As Thomas Jefferson explained, “All tyranny needs to gain a foothold is for people of good conscience to remain silent.”

Efforts to Curb the CCP Virus

Since the publication of the Nine Commentaries on the Communist Party by The Epoch Times in 2004, over 352 million Chinese have renounced their memberships in the CCP and its youth organizations, namely the Communist Youth League and the Young Pioneers.

The coronavirus pandemic has further awakened many Chinese, including journalists, who are striving to make their own voices heard. This includes Jacob Wang, a journalist for a state-run newspaper in China. As the CCP claimed that life in Wuhan was returning to normal, he “knew that Wuhan was still in crisis — he had traveled there to chronicle the failures of the government firsthand. He took to social media to set the record straight, writing a damning post last month about sick patients struggling to get medical care amid a dysfunctional bureaucracy,” reported The New York Times on March 14, 2020, in an article titled “As China Cracks Down on Coronavirus Coverage, Journalists Fight Back.”

“People were left to die, and I am very angry about that,” Mr. Wang said in an interview. “I’m a journalist, but I’m also an ordinary human being.” He and other journalists wrote articles exposing the Chinese government’s cover-ups and calling for press freedom through social media.

In such a rare challenge to the ruling Communist Party, these journalists sometimes were overwhelmed by the pressure of the censorship as well as the death and despair caused by the pandemic. “You really couldn’t sleep at night seeing all these horrible stories,” Wang said, referring to his report on the Wuhan lockdown. “It was really upsetting.”

Tenney Huang, a reporter for a state-owned publication, also spent several weeks in Wuhan. “Everyone is in a state of feeling held back and wronged,” he said. “Free expression is a way for us to fight back.”

Huang said he and other journalists turned to social media as the censorship intensified. “Facts are like firewood,” he remarked. “The more you pile on, the more fierce the flame when a spark finally lights it.”

“The history of the CCP is a process of gradually accumulating every kind of wickedness, both domestic and foreign. The CCP has perfected its nine traits inherited from communism, giving them ‘Chinese characteristics’: evil, deceit, incitement, unleashing the scum of society, espionage, robbery, fighting, elimination, and control. Responding to the continuing crises, the CCP has consolidated and strengthened the means and extent to which these malignant characteristics have been playing out,” wrote the Nine Commentaries.

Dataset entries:
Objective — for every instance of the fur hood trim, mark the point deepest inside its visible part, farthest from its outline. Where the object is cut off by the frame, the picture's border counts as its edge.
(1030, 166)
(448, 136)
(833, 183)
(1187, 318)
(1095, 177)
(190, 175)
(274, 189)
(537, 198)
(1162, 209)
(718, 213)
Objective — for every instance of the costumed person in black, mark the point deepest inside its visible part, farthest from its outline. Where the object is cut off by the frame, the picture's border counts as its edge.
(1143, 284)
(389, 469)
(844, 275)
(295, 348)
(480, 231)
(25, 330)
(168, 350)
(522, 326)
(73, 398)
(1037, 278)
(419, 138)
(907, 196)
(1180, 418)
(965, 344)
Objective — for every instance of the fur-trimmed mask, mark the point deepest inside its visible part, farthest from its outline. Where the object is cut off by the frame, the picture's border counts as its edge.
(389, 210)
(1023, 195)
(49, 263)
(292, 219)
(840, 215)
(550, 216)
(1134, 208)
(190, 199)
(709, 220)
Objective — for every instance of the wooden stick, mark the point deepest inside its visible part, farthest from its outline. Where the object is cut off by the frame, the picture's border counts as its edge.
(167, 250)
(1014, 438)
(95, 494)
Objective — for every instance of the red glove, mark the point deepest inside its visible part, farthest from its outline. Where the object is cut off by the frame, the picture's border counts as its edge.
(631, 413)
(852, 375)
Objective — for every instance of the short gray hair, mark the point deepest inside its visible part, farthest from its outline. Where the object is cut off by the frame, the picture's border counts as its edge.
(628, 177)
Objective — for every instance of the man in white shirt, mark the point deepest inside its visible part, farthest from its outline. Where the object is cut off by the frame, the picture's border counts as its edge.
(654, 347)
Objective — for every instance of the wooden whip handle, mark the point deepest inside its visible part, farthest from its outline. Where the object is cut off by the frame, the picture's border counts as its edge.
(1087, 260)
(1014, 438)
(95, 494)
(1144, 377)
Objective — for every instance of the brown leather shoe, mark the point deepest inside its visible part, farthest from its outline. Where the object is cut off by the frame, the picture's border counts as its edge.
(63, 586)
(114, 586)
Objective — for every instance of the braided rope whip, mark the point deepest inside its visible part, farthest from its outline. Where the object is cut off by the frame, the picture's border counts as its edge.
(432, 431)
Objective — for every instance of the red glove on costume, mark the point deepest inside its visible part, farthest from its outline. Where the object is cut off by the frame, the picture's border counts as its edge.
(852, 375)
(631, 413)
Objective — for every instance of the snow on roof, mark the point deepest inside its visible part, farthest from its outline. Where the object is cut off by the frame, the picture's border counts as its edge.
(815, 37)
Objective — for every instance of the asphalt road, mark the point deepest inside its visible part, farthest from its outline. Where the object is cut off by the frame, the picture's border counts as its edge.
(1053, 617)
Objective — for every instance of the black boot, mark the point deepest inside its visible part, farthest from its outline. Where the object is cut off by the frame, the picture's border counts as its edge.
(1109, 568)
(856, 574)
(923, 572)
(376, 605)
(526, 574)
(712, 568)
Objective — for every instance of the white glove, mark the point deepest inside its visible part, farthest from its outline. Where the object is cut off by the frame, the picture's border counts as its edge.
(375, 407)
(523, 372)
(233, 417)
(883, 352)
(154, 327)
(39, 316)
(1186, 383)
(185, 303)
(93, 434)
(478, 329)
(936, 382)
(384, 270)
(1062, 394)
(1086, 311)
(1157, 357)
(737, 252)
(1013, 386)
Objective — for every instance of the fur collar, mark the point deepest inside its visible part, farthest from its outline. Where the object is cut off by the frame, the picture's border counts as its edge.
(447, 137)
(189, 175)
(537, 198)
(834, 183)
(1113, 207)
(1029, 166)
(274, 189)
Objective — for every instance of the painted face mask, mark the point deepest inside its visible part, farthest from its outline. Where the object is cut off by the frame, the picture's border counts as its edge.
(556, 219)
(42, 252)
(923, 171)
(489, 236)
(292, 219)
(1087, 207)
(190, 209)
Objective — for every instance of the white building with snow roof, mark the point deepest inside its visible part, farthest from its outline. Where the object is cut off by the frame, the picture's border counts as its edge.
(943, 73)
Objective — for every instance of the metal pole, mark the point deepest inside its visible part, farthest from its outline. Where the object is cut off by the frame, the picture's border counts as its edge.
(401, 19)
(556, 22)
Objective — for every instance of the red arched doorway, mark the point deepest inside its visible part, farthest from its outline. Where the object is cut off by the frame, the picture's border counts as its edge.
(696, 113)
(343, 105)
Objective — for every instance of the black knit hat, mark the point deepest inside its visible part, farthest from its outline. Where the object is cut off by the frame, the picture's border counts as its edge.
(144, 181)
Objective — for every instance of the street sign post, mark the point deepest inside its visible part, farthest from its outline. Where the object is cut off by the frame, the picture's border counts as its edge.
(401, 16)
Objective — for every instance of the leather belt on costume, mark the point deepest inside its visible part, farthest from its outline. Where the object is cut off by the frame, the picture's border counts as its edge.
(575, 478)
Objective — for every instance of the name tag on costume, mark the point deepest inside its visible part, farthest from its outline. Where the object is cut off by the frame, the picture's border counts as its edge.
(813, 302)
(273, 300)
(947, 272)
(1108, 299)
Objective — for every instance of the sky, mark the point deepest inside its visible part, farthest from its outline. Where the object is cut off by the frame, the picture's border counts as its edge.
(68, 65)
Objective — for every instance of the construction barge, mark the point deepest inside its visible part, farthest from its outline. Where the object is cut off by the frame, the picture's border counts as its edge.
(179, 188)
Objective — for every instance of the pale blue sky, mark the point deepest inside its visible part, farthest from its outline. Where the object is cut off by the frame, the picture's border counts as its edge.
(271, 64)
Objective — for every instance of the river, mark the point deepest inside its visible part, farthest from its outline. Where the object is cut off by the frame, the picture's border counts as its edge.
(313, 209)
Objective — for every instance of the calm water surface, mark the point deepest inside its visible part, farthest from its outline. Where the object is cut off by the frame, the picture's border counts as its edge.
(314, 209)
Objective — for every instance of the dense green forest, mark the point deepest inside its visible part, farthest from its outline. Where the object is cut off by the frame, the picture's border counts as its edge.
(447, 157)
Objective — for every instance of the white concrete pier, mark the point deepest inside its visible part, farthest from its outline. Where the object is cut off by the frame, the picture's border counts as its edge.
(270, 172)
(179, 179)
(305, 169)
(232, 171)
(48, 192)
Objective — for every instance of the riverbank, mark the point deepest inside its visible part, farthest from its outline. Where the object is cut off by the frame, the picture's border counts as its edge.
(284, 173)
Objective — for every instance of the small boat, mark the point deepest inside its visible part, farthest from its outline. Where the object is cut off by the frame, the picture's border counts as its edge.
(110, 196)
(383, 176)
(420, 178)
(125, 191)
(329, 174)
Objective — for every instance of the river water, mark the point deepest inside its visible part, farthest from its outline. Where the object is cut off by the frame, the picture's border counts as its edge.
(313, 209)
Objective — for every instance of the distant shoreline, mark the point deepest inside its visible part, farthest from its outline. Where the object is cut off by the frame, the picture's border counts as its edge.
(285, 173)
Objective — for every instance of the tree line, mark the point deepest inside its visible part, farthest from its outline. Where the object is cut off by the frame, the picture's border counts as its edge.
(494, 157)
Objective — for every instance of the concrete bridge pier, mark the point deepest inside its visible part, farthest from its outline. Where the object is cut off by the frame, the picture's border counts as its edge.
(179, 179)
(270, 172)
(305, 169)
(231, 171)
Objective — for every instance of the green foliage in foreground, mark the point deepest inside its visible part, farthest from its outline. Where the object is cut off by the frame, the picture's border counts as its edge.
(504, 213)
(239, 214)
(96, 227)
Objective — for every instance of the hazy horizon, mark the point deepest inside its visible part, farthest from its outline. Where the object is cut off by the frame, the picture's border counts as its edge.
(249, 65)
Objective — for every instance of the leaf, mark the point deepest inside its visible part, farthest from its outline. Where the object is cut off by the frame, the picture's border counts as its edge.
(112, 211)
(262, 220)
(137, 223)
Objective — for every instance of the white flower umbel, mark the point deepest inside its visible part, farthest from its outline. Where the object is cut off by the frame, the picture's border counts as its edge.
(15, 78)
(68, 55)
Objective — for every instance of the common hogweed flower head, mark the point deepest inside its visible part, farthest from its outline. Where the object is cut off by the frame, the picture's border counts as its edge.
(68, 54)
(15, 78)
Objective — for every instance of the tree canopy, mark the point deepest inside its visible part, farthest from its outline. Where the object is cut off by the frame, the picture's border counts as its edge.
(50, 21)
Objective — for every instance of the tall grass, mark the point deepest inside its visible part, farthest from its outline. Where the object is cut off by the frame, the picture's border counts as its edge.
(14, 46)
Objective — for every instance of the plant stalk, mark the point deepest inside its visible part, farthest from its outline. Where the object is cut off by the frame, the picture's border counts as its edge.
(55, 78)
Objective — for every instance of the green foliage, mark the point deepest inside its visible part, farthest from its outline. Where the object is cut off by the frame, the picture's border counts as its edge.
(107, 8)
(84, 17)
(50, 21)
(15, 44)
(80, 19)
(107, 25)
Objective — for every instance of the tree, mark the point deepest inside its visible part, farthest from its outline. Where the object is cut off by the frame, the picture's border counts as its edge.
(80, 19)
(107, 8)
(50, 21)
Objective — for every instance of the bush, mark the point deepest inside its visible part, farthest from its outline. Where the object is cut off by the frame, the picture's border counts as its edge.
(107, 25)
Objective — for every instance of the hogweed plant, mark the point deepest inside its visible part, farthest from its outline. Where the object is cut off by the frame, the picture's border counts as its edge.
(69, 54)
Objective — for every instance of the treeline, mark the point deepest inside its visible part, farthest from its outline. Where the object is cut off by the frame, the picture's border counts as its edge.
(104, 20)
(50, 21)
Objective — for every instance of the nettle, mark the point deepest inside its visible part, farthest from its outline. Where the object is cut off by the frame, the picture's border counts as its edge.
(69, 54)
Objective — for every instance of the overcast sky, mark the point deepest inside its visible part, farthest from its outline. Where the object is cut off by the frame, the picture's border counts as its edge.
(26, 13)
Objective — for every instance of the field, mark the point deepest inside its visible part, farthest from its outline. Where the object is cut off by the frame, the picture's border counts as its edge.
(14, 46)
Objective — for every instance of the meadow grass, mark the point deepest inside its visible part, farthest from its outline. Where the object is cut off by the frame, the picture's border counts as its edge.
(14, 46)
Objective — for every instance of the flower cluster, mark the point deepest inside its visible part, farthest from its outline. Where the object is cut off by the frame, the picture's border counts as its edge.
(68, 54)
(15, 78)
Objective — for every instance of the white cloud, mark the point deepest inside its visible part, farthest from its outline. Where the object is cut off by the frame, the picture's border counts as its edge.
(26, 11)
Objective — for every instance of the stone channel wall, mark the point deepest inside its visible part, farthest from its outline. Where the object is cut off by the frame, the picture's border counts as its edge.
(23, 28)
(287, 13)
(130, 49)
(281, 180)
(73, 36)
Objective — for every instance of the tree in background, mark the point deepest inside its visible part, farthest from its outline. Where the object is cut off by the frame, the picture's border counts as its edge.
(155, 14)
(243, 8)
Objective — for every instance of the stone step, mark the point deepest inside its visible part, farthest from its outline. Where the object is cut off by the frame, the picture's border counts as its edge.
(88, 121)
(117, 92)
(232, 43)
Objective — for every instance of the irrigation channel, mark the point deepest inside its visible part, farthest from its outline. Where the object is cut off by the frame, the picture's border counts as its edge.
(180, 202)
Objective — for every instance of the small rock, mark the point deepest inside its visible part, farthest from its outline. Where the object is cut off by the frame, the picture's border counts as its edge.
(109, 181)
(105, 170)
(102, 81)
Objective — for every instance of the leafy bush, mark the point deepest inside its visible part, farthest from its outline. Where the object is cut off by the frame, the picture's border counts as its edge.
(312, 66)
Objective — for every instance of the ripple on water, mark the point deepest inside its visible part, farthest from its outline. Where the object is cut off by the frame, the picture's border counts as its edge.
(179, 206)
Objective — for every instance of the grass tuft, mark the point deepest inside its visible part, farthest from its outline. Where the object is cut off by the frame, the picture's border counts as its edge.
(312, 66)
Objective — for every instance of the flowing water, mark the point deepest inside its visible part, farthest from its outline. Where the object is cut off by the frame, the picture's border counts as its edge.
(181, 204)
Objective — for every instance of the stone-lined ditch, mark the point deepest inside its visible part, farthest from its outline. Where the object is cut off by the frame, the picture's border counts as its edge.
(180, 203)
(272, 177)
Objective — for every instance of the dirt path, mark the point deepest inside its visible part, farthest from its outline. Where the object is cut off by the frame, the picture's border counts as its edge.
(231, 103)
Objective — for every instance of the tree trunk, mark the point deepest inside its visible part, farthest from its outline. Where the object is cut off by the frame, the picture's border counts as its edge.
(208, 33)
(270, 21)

Complete the following:
- 1) Translate this sentence from the passage about Chinese journalists and the CCP into Spanish: "Tenney Huang, a reporter for a state-owned publication, also spent several weeks in Wuhan."
- 2) Pick up the passage about Chinese journalists and the CCP after its last sentence and continue it.

Numbered answers:
- 1) Tenney Huang, reportero de una publicación estatal, también pasó varias semanas en Wuhan.

- 2)
“Most faiths call their adherents to look up past the things of this world. In communism, this world is all there is—a world of productivity and material goods, but nothing else. Thus the regimes that rule in its name seek to destroy the soul and deny any freedom of conscience,” wrote Marion Smith, executive director of the Victims of Communism Memorial Foundation, in his August 2019 article in The Wall Street Journal

Albert Einstein once said, “If I were to remain silent, I'd be guilty of complicity.” The coronavirus could be a wake-up call for people to fully understand the immediate danger of communism.

Former Soviet leader Mikhail Gorbachev said he considered Chernobyl one of the main nails in the coffin of the Soviet Union, which eventually collapsed in 1991. He said when he was young, he used to be fervent about communism because it claimed “justice” and “equality.”

“But in reality that terrible Communist experiment brought about repression of human dignity. Violence was used in order to impose that model on society. In the name of Communism we abandoned basic human values,” he explained. “So when I came to power in Russia I started to restore those values; values of ‘openness’ and freedom.”

Now it is our turn to carry on the mission and take action to move toward a brighter future, for our Founding Fathers and mankind, before it is too late.